Task brief:
Down to the last line, print the material below verbatim.

Information provided:
============================================================

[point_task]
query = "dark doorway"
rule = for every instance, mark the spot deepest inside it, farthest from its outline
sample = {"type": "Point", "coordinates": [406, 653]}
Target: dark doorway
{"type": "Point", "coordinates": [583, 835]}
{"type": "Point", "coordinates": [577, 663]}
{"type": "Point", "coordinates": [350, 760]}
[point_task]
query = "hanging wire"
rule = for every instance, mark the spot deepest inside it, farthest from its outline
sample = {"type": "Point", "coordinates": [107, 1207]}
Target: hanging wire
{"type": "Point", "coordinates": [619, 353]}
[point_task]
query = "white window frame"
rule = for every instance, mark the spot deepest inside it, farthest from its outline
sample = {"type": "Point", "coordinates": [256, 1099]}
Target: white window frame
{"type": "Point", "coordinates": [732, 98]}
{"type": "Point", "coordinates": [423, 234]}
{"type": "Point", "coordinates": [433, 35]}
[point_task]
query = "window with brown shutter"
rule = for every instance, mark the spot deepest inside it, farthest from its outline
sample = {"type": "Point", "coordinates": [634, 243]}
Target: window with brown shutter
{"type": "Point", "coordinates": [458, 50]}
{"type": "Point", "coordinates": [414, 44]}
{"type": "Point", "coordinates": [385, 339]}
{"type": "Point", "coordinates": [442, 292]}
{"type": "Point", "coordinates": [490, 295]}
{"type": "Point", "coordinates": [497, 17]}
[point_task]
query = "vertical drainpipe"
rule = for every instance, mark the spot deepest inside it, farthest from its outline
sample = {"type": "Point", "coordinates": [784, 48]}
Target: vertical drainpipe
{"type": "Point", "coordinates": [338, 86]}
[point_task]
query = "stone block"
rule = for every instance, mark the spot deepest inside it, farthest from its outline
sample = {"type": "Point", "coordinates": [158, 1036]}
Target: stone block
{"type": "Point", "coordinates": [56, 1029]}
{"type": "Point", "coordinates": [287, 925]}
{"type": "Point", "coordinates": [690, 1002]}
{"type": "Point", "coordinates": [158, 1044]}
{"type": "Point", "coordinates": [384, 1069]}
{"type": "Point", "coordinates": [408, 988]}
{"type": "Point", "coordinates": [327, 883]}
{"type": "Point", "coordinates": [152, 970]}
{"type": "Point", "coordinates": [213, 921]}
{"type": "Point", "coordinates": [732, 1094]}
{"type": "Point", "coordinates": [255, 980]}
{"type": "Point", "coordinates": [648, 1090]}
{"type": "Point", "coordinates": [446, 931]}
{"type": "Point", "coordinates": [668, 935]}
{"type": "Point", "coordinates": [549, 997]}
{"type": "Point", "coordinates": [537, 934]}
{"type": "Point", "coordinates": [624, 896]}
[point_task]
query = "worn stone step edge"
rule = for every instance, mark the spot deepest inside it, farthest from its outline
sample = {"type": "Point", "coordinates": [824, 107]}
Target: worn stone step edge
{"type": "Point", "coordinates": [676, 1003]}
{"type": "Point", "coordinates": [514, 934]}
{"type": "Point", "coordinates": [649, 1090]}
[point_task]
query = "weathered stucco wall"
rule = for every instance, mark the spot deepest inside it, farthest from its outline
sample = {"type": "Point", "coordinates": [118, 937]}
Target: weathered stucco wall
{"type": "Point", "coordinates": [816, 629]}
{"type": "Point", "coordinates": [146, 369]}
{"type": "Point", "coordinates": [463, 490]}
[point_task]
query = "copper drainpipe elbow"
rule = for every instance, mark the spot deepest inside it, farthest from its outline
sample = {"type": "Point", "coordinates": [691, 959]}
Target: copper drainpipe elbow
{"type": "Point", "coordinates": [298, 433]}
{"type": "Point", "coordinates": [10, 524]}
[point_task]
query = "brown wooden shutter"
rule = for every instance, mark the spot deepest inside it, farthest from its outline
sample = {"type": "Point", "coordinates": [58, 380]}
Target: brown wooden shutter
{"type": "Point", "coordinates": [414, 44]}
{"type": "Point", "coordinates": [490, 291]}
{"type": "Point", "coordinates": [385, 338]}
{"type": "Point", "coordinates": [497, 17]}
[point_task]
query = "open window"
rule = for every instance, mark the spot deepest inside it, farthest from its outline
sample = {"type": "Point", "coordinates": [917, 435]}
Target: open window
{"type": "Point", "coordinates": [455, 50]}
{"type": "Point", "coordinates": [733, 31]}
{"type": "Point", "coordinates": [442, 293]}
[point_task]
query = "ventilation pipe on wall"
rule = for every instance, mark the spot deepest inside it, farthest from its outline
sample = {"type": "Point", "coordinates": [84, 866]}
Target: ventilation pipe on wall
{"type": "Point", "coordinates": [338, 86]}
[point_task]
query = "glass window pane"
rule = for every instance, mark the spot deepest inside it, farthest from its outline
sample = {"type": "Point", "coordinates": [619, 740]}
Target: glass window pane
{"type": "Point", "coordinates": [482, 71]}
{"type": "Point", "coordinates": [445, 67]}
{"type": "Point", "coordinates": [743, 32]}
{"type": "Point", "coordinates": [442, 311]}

============================================================

Exercise answer:
[point_task]
query = "dark doorway"
rule = for every instance, mark the spot deepest inside it, farthest from its outline
sample = {"type": "Point", "coordinates": [406, 653]}
Target: dark doorway
{"type": "Point", "coordinates": [583, 835]}
{"type": "Point", "coordinates": [577, 663]}
{"type": "Point", "coordinates": [350, 760]}
[point_task]
query = "hanging wire"
rule = for every instance, mark the spot deepest inside it, farthest from its outline
sample = {"type": "Point", "coordinates": [107, 1207]}
Target: hanging wire
{"type": "Point", "coordinates": [619, 353]}
[point_task]
query = "white window frame"
rule = for every instance, mark the spot deepest inside it, farthest from its outline
sample = {"type": "Point", "coordinates": [256, 1099]}
Target: white window frame
{"type": "Point", "coordinates": [732, 98]}
{"type": "Point", "coordinates": [423, 234]}
{"type": "Point", "coordinates": [433, 35]}
[point_task]
query = "window with brown shutter"
rule = for every instance, mark the spot deepest inside it, farthest from its outline
sample = {"type": "Point", "coordinates": [634, 243]}
Target: window with brown shutter
{"type": "Point", "coordinates": [458, 50]}
{"type": "Point", "coordinates": [414, 44]}
{"type": "Point", "coordinates": [385, 339]}
{"type": "Point", "coordinates": [442, 292]}
{"type": "Point", "coordinates": [490, 295]}
{"type": "Point", "coordinates": [497, 17]}
[point_task]
query = "vertical drainpipe"
rule = for every instance, mark the spot deepest inside it, farthest from its outline
sample = {"type": "Point", "coordinates": [784, 48]}
Target: vertical drainpipe
{"type": "Point", "coordinates": [338, 86]}
[point_task]
query = "stone block"
rule = for every instance, mark the spot deepest inside it, farthest from its outline
sample = {"type": "Point", "coordinates": [158, 1036]}
Target: stone block
{"type": "Point", "coordinates": [56, 1029]}
{"type": "Point", "coordinates": [287, 925]}
{"type": "Point", "coordinates": [690, 1002]}
{"type": "Point", "coordinates": [158, 1044]}
{"type": "Point", "coordinates": [384, 1069]}
{"type": "Point", "coordinates": [408, 988]}
{"type": "Point", "coordinates": [327, 883]}
{"type": "Point", "coordinates": [152, 970]}
{"type": "Point", "coordinates": [213, 921]}
{"type": "Point", "coordinates": [732, 1094]}
{"type": "Point", "coordinates": [255, 980]}
{"type": "Point", "coordinates": [648, 1090]}
{"type": "Point", "coordinates": [446, 931]}
{"type": "Point", "coordinates": [668, 935]}
{"type": "Point", "coordinates": [549, 997]}
{"type": "Point", "coordinates": [537, 934]}
{"type": "Point", "coordinates": [624, 896]}
[point_task]
query = "worn stone step edge"
rule = for every instance, mark the spot deepest inside it, farthest from its outline
sample = {"type": "Point", "coordinates": [824, 107]}
Target: worn stone step edge
{"type": "Point", "coordinates": [676, 1003]}
{"type": "Point", "coordinates": [514, 934]}
{"type": "Point", "coordinates": [649, 1090]}
[point_task]
query = "weathered stucco wall"
rule = for every instance, mark the spot deepest inside it, farthest from its outline
sample = {"type": "Point", "coordinates": [118, 937]}
Target: weathered stucco wall
{"type": "Point", "coordinates": [816, 629]}
{"type": "Point", "coordinates": [146, 369]}
{"type": "Point", "coordinates": [463, 490]}
[point_task]
query = "copper drainpipe elbow"
rule = for every instance, mark the spot deepest inside it, farthest from its outline
sample = {"type": "Point", "coordinates": [691, 959]}
Target: copper drainpipe elbow
{"type": "Point", "coordinates": [298, 433]}
{"type": "Point", "coordinates": [10, 524]}
[point_task]
query = "brown wooden shutter"
rule = for every instance, mark the spot deepest inside it, farthest from its outline
sample = {"type": "Point", "coordinates": [58, 380]}
Target: brown wooden shutter
{"type": "Point", "coordinates": [414, 44]}
{"type": "Point", "coordinates": [490, 291]}
{"type": "Point", "coordinates": [385, 338]}
{"type": "Point", "coordinates": [497, 17]}
[point_task]
query = "open window"
rule = for every instance, mark the spot deepest inside it, farthest from its outline
sample = {"type": "Point", "coordinates": [917, 435]}
Target: open window
{"type": "Point", "coordinates": [455, 50]}
{"type": "Point", "coordinates": [733, 31]}
{"type": "Point", "coordinates": [442, 293]}
[point_task]
query = "ventilation pipe on wall"
rule = for every instance, mark the spot deepest inside it, farthest from its outline
sample = {"type": "Point", "coordinates": [84, 866]}
Target: ventilation pipe on wall
{"type": "Point", "coordinates": [338, 86]}
[point_task]
query = "glass window pane"
rule = for every instance, mark the spot deepest inside it, farthest from its outline
sample = {"type": "Point", "coordinates": [619, 740]}
Target: glass window pane
{"type": "Point", "coordinates": [482, 71]}
{"type": "Point", "coordinates": [445, 67]}
{"type": "Point", "coordinates": [743, 32]}
{"type": "Point", "coordinates": [442, 311]}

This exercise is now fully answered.